-- Begin Material --

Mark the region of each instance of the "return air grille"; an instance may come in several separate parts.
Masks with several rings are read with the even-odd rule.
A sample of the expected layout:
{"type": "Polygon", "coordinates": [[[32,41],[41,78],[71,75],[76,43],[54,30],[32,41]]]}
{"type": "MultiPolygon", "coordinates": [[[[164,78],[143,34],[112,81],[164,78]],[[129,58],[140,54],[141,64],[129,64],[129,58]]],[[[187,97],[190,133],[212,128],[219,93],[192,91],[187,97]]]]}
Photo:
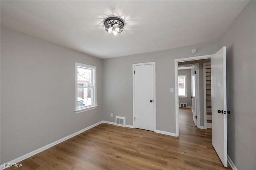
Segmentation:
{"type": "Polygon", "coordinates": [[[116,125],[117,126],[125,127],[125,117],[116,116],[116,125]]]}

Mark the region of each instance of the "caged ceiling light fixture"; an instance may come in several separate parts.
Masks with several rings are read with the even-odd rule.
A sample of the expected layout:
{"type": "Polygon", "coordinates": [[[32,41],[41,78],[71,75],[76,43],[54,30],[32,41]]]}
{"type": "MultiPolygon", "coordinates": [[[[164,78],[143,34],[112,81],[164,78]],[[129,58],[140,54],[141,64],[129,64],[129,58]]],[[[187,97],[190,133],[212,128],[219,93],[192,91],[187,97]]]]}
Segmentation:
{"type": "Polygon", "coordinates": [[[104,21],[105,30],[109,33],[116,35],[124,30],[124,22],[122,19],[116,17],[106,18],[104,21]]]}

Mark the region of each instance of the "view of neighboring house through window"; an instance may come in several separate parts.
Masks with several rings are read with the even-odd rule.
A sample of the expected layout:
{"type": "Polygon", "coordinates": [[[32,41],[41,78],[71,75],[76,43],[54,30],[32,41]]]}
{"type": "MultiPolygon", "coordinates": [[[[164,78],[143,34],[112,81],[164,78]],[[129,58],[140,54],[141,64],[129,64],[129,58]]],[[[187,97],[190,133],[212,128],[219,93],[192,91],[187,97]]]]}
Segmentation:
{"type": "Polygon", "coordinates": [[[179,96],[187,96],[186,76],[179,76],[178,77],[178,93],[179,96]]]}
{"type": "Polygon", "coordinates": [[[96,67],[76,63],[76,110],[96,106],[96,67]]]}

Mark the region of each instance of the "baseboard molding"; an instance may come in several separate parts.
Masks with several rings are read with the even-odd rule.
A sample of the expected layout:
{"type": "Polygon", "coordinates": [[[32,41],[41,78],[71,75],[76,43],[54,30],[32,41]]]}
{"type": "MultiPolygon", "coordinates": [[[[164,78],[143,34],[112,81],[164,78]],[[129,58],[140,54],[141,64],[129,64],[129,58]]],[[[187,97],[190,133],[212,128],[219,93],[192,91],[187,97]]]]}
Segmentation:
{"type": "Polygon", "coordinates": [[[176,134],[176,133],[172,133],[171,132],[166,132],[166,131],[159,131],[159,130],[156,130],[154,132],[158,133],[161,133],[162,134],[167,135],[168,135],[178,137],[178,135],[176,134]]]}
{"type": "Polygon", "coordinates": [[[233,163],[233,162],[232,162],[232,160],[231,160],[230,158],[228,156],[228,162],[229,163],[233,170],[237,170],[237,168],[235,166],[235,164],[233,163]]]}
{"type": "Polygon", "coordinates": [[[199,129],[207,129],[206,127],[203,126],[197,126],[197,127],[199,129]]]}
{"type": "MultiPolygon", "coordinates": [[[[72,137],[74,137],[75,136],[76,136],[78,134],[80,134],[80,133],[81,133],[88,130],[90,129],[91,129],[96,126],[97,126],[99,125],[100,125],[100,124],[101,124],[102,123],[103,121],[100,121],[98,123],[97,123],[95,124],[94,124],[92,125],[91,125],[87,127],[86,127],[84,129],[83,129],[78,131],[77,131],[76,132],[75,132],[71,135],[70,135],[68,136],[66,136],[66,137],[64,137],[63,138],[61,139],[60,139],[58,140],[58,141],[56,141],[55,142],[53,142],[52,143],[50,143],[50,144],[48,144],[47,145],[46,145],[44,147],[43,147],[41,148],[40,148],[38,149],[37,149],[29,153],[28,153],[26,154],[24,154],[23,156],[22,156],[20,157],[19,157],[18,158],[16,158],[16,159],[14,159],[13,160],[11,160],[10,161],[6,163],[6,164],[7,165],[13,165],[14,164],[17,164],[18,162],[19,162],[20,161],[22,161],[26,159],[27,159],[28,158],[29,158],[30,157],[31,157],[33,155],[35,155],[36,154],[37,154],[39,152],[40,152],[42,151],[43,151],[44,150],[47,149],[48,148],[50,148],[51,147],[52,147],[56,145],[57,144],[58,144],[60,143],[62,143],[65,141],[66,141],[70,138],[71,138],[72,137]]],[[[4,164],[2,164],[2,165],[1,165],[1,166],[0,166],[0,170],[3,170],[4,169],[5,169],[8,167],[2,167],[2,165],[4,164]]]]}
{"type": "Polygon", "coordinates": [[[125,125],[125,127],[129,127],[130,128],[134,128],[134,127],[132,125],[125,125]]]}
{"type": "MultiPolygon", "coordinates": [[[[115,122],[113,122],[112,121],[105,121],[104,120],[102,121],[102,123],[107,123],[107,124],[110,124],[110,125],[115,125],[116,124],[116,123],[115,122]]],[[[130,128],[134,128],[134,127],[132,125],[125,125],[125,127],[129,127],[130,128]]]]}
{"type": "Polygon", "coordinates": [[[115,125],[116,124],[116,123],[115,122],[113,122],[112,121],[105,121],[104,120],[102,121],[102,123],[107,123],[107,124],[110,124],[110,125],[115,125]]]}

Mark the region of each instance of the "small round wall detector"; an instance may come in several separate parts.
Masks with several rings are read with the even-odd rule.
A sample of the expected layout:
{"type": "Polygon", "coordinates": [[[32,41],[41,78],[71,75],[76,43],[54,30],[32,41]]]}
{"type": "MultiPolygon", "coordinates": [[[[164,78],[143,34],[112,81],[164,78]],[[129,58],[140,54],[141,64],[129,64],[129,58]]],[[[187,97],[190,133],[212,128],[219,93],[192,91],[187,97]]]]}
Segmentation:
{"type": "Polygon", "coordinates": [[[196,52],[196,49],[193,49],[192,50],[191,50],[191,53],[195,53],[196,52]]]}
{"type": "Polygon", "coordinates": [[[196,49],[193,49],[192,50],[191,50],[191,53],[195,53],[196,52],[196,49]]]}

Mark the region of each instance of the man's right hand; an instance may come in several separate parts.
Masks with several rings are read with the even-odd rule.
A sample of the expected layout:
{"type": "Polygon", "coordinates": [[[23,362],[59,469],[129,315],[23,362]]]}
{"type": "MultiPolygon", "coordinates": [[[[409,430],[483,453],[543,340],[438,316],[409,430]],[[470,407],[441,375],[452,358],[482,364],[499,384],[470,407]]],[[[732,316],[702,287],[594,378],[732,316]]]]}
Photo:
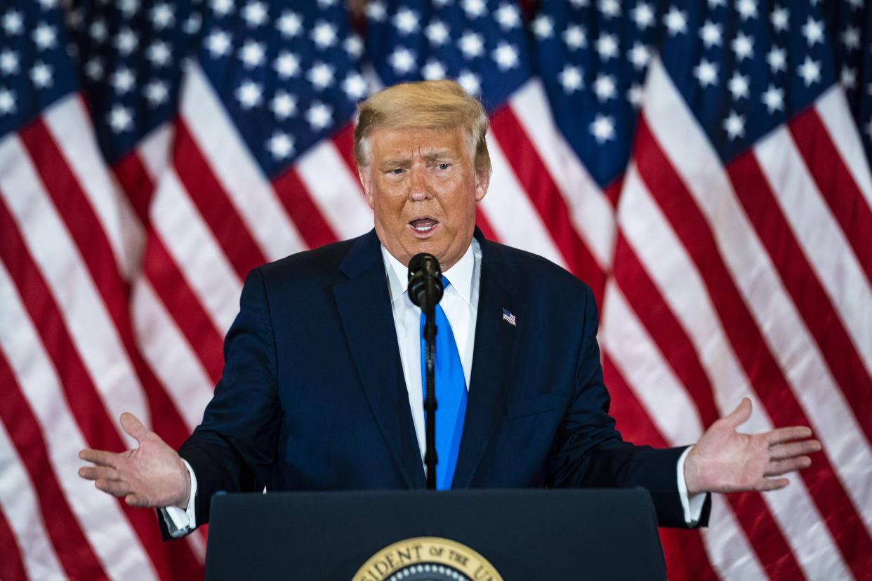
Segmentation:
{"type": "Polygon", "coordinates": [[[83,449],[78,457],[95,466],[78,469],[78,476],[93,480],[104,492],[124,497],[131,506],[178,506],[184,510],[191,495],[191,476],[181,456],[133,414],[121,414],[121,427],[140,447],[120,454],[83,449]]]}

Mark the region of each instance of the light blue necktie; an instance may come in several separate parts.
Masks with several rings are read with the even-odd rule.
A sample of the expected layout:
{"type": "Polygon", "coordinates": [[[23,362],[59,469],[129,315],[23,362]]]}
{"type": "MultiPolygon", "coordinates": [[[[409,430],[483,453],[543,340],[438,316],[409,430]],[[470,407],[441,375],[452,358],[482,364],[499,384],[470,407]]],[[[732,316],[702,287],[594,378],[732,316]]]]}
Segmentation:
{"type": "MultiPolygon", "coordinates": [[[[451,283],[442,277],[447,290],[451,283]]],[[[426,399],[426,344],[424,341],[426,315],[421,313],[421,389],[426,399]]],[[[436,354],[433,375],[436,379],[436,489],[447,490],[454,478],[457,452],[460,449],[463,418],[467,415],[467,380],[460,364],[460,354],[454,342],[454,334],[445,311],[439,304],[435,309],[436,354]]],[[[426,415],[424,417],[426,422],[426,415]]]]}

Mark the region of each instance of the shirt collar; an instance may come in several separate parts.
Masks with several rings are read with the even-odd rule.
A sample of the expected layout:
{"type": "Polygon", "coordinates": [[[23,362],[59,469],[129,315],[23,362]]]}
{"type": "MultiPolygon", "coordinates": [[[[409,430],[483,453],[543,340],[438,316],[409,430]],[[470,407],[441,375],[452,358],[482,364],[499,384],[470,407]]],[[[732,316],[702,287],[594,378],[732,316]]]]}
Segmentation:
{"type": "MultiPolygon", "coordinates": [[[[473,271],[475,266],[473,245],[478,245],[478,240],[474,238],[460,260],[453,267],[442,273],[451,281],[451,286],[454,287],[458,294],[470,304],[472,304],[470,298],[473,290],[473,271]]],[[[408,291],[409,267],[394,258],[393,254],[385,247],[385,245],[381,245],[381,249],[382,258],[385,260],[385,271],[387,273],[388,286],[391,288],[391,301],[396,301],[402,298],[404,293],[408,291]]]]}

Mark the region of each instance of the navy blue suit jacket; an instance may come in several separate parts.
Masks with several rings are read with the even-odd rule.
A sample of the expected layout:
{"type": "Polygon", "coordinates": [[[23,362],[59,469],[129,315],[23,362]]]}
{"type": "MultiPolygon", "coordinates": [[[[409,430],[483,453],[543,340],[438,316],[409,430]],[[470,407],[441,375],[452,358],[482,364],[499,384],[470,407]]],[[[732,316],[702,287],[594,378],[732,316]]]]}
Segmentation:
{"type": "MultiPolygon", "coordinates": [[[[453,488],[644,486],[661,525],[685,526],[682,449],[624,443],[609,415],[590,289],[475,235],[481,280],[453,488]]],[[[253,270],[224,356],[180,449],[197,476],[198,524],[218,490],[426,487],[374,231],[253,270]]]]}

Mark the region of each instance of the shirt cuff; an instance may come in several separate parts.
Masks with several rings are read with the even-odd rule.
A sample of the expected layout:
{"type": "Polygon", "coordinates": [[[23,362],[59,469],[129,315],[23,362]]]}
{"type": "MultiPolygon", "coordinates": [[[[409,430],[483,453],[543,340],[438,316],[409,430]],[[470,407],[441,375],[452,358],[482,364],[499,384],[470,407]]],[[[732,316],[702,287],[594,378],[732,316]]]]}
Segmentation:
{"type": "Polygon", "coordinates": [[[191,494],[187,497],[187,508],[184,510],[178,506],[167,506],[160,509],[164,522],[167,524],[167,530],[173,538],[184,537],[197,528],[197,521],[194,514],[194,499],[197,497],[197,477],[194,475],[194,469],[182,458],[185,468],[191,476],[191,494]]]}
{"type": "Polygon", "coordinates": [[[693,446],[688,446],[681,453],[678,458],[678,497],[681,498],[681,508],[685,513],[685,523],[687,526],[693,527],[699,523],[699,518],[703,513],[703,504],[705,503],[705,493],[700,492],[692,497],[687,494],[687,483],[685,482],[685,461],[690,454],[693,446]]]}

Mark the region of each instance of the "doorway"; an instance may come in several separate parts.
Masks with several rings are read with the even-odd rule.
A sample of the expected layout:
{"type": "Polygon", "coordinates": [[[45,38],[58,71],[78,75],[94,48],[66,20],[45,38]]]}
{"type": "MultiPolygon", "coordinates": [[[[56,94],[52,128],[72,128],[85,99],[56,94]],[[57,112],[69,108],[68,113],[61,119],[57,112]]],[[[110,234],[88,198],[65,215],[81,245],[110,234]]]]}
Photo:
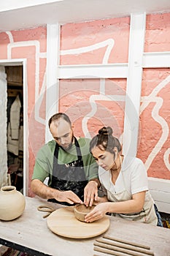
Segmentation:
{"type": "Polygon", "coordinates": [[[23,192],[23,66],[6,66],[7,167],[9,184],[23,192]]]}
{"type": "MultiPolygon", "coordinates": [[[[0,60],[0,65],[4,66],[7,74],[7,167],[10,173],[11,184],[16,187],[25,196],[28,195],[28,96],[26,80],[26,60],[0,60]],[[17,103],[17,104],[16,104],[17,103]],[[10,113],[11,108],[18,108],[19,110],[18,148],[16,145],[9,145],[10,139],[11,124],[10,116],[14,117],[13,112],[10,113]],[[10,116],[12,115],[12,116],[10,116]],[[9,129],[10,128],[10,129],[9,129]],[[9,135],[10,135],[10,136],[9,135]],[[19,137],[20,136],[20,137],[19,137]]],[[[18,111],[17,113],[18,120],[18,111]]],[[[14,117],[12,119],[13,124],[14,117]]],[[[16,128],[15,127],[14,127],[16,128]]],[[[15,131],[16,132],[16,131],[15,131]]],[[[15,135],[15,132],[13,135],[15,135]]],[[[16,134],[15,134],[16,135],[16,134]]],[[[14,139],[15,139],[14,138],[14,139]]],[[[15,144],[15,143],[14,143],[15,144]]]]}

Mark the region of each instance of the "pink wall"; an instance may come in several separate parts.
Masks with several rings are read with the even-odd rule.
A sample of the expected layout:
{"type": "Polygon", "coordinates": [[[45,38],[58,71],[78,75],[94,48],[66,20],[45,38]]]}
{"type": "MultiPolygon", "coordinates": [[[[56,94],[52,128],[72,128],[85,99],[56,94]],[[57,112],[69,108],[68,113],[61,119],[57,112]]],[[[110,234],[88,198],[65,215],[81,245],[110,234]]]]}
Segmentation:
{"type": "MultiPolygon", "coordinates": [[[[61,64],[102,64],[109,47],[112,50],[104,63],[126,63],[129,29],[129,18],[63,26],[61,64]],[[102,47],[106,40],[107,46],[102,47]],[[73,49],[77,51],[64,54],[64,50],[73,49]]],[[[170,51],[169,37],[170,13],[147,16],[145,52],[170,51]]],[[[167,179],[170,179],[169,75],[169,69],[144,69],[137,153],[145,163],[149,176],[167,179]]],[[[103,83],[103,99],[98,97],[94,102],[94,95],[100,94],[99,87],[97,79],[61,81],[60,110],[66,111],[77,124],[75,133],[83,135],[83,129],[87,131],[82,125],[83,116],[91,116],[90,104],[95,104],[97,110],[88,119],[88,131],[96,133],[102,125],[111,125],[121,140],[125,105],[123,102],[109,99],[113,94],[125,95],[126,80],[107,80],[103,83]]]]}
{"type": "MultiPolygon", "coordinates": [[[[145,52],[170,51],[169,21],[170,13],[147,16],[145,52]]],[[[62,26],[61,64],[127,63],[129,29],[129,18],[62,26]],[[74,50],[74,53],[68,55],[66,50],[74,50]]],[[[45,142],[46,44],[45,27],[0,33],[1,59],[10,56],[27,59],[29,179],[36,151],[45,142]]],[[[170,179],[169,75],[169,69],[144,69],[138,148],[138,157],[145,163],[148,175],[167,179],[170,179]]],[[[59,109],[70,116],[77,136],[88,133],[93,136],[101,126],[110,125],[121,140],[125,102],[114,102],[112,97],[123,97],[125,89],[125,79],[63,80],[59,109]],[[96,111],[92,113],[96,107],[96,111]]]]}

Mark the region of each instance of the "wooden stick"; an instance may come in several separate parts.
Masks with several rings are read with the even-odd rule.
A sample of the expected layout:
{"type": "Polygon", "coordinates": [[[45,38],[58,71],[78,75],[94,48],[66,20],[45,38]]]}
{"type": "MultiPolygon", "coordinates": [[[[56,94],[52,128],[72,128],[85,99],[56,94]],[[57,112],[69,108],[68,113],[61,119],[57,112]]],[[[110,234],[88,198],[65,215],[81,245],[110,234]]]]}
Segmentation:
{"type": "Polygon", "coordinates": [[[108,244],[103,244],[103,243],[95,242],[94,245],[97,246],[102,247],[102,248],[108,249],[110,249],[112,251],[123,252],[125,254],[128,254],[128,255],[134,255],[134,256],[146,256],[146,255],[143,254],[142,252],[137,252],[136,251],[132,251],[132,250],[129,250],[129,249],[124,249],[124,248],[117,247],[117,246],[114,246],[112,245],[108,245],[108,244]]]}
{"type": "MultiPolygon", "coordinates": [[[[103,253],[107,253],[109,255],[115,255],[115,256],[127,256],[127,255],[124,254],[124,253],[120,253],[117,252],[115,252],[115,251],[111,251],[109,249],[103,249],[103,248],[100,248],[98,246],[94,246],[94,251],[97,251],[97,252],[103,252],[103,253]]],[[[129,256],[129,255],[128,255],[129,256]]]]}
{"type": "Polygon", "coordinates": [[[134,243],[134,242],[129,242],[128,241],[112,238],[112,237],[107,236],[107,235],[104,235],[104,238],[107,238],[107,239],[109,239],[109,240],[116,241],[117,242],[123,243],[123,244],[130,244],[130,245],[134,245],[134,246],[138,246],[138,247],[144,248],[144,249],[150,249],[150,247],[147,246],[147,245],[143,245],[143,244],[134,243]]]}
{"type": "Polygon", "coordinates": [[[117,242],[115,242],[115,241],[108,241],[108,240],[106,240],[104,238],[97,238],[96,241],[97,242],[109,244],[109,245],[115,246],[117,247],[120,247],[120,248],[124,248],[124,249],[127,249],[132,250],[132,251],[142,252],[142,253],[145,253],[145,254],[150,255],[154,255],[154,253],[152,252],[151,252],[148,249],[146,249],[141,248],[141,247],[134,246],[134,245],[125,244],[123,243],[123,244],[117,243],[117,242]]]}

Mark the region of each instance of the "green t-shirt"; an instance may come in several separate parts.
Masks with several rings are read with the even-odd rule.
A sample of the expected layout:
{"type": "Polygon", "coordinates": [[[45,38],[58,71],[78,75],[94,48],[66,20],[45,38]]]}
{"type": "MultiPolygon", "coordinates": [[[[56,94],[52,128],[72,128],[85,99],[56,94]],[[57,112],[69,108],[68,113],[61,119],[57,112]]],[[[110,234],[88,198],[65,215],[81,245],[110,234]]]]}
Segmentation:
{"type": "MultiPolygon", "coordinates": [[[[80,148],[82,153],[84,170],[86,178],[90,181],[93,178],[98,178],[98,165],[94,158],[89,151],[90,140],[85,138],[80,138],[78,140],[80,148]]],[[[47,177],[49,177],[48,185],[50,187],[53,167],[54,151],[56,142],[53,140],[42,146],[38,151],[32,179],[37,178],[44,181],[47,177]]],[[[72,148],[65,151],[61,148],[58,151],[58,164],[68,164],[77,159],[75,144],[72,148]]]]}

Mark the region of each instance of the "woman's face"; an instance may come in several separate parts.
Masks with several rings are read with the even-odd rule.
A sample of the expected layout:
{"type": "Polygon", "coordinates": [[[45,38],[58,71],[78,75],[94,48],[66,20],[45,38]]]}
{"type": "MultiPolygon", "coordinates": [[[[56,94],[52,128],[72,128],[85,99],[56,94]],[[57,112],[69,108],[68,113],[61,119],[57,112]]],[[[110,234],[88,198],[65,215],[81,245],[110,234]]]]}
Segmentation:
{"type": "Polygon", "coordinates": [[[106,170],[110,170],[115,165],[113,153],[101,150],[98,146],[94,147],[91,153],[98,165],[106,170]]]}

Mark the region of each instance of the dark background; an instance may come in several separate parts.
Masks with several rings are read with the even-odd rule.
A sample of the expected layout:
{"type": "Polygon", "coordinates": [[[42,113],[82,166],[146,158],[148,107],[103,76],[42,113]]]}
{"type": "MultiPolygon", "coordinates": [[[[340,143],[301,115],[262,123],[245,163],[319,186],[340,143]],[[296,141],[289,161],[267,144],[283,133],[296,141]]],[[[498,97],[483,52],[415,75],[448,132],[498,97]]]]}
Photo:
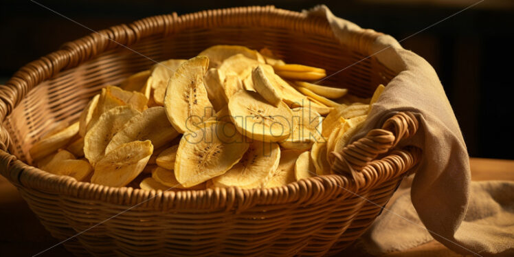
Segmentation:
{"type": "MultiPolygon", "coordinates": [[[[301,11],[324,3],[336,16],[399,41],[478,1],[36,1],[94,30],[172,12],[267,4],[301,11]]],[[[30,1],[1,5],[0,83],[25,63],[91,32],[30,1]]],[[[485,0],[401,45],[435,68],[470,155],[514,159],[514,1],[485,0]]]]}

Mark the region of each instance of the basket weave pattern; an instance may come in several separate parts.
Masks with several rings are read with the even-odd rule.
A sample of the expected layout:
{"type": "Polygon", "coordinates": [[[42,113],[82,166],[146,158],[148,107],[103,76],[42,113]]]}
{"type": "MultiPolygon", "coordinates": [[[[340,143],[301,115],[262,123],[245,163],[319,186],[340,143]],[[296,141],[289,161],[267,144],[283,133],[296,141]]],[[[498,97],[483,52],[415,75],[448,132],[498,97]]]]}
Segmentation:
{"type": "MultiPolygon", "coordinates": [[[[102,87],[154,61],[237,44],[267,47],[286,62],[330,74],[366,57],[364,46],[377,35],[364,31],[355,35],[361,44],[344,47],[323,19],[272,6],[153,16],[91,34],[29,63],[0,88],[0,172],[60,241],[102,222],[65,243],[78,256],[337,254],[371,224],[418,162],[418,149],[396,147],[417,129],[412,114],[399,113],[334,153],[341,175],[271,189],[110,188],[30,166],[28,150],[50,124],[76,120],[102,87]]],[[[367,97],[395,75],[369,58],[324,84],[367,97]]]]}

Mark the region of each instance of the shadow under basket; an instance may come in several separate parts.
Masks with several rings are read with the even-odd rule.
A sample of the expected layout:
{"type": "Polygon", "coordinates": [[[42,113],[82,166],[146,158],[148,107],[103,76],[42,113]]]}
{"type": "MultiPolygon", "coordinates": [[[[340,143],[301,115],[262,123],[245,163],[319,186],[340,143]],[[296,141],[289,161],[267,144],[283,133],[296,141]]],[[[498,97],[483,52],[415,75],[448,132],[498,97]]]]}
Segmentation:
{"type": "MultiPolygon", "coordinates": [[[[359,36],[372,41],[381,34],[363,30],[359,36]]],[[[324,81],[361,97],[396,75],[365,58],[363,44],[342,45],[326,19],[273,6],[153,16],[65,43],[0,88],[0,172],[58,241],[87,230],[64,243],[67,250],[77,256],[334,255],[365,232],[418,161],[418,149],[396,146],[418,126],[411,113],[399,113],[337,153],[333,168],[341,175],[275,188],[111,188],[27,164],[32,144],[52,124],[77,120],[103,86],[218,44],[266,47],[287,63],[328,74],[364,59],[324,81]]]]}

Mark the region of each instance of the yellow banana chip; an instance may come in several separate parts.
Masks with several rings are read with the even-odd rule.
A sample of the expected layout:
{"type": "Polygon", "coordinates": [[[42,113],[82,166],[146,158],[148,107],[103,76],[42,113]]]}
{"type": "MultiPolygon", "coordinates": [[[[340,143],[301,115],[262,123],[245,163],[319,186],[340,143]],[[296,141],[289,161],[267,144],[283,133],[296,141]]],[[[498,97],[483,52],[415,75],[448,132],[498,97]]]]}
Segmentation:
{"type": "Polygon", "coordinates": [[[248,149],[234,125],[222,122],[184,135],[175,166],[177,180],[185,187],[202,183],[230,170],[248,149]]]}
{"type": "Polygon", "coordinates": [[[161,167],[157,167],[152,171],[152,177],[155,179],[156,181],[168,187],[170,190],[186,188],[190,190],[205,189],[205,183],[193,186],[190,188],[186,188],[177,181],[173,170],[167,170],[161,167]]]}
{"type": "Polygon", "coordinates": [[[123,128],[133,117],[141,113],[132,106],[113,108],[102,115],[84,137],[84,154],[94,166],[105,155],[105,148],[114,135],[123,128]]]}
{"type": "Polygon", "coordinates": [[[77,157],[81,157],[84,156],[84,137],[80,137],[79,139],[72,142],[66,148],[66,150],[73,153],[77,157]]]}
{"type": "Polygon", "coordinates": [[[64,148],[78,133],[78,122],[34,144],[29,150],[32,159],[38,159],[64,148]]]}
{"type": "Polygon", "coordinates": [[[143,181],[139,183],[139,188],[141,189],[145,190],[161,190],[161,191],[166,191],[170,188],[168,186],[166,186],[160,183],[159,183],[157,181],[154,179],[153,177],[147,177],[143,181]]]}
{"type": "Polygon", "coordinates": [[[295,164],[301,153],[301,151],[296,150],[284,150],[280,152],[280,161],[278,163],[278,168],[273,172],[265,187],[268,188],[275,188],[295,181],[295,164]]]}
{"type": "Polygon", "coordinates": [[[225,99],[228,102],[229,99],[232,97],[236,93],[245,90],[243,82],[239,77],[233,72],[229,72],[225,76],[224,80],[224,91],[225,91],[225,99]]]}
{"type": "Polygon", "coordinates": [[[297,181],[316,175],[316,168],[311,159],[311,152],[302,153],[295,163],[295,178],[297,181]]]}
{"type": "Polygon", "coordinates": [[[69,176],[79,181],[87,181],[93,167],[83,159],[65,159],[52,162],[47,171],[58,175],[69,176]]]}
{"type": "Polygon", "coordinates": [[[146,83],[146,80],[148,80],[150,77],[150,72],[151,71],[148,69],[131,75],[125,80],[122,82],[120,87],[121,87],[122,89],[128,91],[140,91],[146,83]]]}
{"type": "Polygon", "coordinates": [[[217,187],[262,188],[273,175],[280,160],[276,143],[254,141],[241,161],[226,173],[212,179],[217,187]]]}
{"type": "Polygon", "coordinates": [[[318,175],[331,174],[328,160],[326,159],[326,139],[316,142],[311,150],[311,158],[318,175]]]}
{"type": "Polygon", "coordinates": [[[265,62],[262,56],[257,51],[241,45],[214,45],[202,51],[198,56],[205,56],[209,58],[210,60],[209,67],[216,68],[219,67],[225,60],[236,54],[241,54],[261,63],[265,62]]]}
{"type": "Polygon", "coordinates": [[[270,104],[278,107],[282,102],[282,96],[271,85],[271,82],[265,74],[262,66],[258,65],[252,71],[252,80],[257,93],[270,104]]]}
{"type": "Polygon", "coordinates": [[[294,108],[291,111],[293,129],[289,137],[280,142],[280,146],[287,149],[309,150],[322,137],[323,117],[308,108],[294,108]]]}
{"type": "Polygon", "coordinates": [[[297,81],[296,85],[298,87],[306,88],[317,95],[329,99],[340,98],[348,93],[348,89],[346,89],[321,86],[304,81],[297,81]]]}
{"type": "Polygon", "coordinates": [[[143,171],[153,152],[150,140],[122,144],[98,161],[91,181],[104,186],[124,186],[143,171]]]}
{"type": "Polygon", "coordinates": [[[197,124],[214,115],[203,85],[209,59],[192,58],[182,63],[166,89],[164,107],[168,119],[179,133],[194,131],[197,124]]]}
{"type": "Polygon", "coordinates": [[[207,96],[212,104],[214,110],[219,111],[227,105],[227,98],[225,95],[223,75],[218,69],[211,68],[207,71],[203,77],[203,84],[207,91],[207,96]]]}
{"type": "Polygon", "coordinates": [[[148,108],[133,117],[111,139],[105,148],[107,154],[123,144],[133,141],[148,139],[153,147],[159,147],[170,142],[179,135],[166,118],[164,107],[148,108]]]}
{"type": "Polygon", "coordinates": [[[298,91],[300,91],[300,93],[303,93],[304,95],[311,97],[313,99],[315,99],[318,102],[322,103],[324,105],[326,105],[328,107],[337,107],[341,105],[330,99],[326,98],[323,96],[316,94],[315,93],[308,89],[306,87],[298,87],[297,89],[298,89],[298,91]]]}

-- End Material --

▶ Instructions to follow: Which lines of the records contain the string "basket", matching case exactly? Copy each of those lines in full.

▶ Task result:
Mark the region of each instance of the basket weave pattern; an instance may come in several separate parts.
Mark the region of each instance of the shadow under basket; an instance may come in several separate parts.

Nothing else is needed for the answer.